— Фрагмент текста —
--*--
Петербургский театральный журнал
Блог «ПТЖ» — это отдельное СМИ, живущее в режиме общероссийской театральной газеты. Когда-то один из создателей журнала Леонид Попов делал в «ПТЖ» раздел «Фигаро» (Фигаро здесь, Фигаро там). Лене Попову мы и посвящаем наш блог.
16+

ПУТЕШЕСТВИЕ ИЗ ПЕТЕРБУРГА

ТРИ ЛИКА ТУРАНДОТ

Д. Пуччини. «Турандот». Мариинский театр.
Выборгская крепость. Дирижер Валерий Гергиев,
режиссер Иркин Габитов, художник Вячеслав Окунев

Д. Пуччини. «Турандот». Мариинский театр.
Дирижер Валерий Гергиев, режиссер Шарль Рубо,
художник Изабель Парсьо-Пьери

Д. Пуччини. «Турандот». Зальцбург.
Дирижер Валерий Гергиев, режиссер Дэвид Паунтни,
художник Йоган Энгельс

Остается тайной — Гергиев ли преследовал Турандот или она его, но трижды за сезон принцесса задавала маэстро загадки. Первый раз — «на пленере», в Выборгской крепости, под крик чаек и оглушительный треск фейерверка; второй — на родной сцене Мариинского и в третий — в огромном Festspielhaus во время знаменитого зальцбургского фестиваля.

Три лика прекрасной и коварной женщины и одна воля мужчины, в искусстве которого нет ничего женственного…

Он разгадал все три загадки с разной степенью точности.

В Выборге Гергиев был безусловным лидером. Спектакль, собранный для одного показа, не отличался ни изобретательностью, ни вкусом. Но на постановщиков работала «натура» — древние камни, ярусы террас, башня, уходящая в небо белой ночи, — проект-то был хорош…

Сцена из спектакля. Мариинский театр. Выборгская крепость. Фото из архива автора

Сцена из спектакля. Мариинский театр. Выборгская крепость.
--*--
— Что требуется —
Ответьте по статье о трех постановках «Турандот»:
1. Кто из создателей журнала вел раздел «Фигаро»?
2. Кто режиссер зальцбургской постановки?
3. В каком зале прошел третий показ?
--*--
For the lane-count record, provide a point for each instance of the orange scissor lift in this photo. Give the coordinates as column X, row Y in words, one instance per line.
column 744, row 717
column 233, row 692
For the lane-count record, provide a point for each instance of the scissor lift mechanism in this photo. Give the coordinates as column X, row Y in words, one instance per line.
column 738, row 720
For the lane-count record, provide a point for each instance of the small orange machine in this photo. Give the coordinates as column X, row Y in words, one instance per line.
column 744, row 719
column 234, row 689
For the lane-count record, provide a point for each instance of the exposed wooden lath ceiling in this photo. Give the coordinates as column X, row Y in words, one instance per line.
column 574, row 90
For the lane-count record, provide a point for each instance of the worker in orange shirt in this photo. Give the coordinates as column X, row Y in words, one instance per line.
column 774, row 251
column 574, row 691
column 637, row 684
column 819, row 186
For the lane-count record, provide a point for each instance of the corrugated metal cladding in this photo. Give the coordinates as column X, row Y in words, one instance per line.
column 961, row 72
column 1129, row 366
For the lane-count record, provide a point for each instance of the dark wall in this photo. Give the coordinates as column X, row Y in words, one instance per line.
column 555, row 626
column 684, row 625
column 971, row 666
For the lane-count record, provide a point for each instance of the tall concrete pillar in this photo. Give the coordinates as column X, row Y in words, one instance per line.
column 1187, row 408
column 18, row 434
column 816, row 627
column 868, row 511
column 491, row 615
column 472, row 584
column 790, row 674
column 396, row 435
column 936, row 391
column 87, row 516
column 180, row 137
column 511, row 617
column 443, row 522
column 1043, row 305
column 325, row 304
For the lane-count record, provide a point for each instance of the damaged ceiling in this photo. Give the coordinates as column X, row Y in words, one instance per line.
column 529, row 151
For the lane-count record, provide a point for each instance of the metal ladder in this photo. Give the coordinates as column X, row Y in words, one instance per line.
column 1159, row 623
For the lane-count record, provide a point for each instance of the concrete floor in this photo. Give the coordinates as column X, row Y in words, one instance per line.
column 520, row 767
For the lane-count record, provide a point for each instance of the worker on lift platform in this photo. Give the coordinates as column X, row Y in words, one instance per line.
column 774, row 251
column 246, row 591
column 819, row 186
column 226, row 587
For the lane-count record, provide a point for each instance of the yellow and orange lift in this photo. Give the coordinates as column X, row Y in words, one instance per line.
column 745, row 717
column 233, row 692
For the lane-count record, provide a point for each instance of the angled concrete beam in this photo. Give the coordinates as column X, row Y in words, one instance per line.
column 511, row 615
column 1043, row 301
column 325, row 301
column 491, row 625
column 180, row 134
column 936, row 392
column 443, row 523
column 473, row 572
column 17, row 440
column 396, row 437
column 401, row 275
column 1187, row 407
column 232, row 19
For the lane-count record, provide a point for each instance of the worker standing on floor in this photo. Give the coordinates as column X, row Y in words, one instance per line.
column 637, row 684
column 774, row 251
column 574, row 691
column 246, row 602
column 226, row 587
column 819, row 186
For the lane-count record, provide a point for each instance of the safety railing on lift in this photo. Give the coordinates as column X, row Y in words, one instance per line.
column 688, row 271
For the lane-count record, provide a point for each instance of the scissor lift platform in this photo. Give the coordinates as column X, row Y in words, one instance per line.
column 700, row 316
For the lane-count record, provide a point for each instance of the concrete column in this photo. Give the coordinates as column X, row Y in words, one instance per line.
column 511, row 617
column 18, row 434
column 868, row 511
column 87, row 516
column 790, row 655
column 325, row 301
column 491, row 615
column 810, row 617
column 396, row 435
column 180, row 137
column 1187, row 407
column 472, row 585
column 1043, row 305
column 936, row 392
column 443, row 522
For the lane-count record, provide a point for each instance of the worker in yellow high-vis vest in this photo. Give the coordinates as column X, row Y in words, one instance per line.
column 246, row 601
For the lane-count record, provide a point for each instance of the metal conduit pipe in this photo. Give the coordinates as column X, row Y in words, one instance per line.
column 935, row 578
--*--
— Результат задания —
1. Раздел «Фигаро» вел Леонид Попов.
2. Режиссер зальцбургской постановки — Дэвид Паунтни.
3. Третий показ прошел в огромном Festspielhaus во время зальцбургского фестиваля.